***** INPUT RECORDS

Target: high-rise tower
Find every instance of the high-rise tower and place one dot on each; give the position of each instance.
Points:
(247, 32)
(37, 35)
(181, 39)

**********

▶ **WHAT TO DO**:
Give the number of lines above that contain "tower", and nothing more.

▶ **SOLUTION TO THIS EXERCISE**:
2